— Begin Data lines —

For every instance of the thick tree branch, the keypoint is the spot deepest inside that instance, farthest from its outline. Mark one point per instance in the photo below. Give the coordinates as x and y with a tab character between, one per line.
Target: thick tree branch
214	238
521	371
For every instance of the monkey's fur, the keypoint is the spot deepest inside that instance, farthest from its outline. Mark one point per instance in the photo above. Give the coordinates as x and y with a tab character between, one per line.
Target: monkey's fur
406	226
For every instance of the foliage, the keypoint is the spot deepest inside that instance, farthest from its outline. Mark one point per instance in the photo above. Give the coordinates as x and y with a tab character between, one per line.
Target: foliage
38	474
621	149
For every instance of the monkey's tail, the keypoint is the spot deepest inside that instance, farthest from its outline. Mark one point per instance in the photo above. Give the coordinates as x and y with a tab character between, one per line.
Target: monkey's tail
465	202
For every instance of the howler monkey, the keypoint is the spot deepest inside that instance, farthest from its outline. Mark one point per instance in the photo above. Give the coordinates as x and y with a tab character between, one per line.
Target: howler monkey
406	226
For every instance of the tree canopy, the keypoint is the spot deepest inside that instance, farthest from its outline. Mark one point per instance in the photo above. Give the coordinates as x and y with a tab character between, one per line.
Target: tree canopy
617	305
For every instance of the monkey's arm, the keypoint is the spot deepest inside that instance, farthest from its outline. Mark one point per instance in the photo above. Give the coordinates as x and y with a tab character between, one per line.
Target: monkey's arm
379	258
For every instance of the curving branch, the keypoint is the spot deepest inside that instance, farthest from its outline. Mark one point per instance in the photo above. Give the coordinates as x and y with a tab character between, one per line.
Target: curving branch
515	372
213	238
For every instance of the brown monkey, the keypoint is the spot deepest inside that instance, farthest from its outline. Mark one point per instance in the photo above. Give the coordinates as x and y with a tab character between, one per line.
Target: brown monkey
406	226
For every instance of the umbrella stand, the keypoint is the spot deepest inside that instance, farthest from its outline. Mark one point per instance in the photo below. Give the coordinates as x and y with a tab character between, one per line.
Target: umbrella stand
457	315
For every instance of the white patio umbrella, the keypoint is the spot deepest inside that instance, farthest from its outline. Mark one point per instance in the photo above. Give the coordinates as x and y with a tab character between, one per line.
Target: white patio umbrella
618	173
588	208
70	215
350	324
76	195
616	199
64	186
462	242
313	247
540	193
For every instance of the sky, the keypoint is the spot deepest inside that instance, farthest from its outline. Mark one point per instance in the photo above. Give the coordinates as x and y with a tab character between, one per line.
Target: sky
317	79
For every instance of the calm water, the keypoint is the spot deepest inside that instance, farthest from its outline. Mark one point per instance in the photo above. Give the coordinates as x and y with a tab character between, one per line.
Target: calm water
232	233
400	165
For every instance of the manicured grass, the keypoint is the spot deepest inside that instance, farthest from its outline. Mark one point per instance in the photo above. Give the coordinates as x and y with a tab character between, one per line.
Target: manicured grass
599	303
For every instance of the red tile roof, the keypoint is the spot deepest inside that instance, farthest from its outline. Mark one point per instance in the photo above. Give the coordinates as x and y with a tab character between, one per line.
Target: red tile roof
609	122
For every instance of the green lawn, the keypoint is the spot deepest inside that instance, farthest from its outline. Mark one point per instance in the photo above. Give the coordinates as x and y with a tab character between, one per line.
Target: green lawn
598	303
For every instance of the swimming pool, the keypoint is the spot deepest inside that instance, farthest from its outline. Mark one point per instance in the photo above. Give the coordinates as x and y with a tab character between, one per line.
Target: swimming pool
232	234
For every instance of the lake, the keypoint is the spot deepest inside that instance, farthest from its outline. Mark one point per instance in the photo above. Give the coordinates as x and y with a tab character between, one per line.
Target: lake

— End Data lines —

Exercise objective: Rewrite the rows above as a numbered list with one line per item, and leave out any blank lines.

Solution for this exercise:
1. For every instance of the thick tree branch, the keypoint is the spot deepest inside that instance, farthest from its outline. Mark one point per instance in the photo below. Give the coordinates as x and y with a tab character between, one per line.
2. Target: thick tree branch
3. 214	238
4. 521	371
5. For every instance of the monkey's fur, the keypoint is the spot deepest inside that instance, farthest from its outline. Mark one point per instance in the photo above. Give the coordinates as x and y with a tab character between, one per line.
6. Target: monkey's fur
7. 406	226
8. For every instance of the foliage, the keypoint is the spot deepest inside that instance, farthest from its outline. Mark one point per instance in the photo above. Give the coordinates as x and y with a tab character between, one per line.
9. Target: foliage
10. 38	474
11. 621	149
12. For every instance of the monkey's tail, the keypoint is the spot deepest inside that instance, farthest from its outline. Mark one point per instance in the photo above. Give the coordinates as x and y with a tab character between, one per line.
13. Target: monkey's tail
14. 465	202
15. For every instance of the howler monkey, the keypoint is the spot deepest inside that instance, farthest from its outline. Mark one point per instance in the photo above. Give the coordinates as x and y with a tab character between, one per line.
16. Target: howler monkey
17. 406	226
18. For every instance of the tree canopy, the keypoint is the spot deepest inside that instance, farthest from its outline. Mark one point per instance in the photo above. Give the coordinates as x and y with a tab character between, one per line.
19. Target: tree canopy
20. 617	305
21. For every instance of the monkey's arm, the keypoint is the spot deepest inside that instance, farthest from its outline. Mark one point per instance in the photo above. Give the coordinates as x and y with a tab character between, one per line.
22. Target: monkey's arm
23. 379	258
24. For every instance of the curving branch, the keypoint is the spot deepest inside that instance, farthest from its outline. Mark one point per instance in the photo above. Give the coordinates as x and y with a tab character between, one per line.
25. Target: curving branch
26. 515	372
27. 213	238
28. For every instance of the brown monkey, the keypoint is the spot deepest inside that instance, farthest from its outline. Mark one point per instance in the photo above. Give the coordinates as x and y with a tab character between, one per line.
29. Target: brown monkey
30. 406	226
31. For every instance of the umbrella stand, the keypoint is the spot deepest inside that instance, farthest from its outline. Mark one point per instance in the photo below. Give the coordinates as x and y with a tab character between, one per line.
32. Target: umbrella stand
33. 457	315
34. For every instance of the white patio umbrella, the keypoint is the spot deepest inside that instance, farthest from its outline. Mark one point per instance in the photo above. Give the coordinates as x and y with a tab character between, one per line.
35. Target: white patio umbrella
36. 618	173
37. 588	208
38. 70	215
39. 350	324
40. 76	195
41. 616	199
42. 64	186
43. 462	242
44. 313	247
45. 540	193
46. For every instance of the sky, the keypoint is the spot deepest inside that instance, farthest from its outline. Mark one point per instance in the photo above. Give the coordinates as x and y with a tab character between, one per line.
47. Target: sky
48. 317	79
49. For every instance of the calm water, the keypoint is the spot deepest inside that instance, farthest from its outline. Mark one point per instance in the photo above. Give the coordinates as x and y with a tab character between, one per line.
50. Target: calm water
51. 232	233
52. 400	165
53. For every instance of the manicured grass, the keypoint is the spot deepest inside that instance, farthest from its outline. Mark one point per instance in the photo above. Give the coordinates as x and y with a tab character between, one per line.
54. Target: manicured grass
55. 599	303
56. For every instance of the red tile roof, the keypoint is the spot deepest inside that instance, farthest from its outline. Mark one point per instance in the photo above. Give the coordinates as x and y with a tab character between, one per line.
57. Target: red tile roof
58. 609	122
59. For every instance of the green lawn, the keypoint is the spot deepest inside that instance, farthest from its outline. Mark one point per instance in the photo above. Give the coordinates as x and y with a tab character between, one per line.
60. Target: green lawn
61. 598	303
62. For every instance of the swimming pool, the keypoint is the spot deepest inside that instance, farthest from its outline. Mark one point per instance in the photo above. Give the coordinates as x and y with a tab character between, one per line.
63. Target: swimming pool
64. 232	234
65. For every instance of the lake, the keypoint is the spot deepest inside that instance, farthest from its outline. Mark one point per instance in the photo above. Give the coordinates as x and y with a tab character between, one per line.
66. Target: lake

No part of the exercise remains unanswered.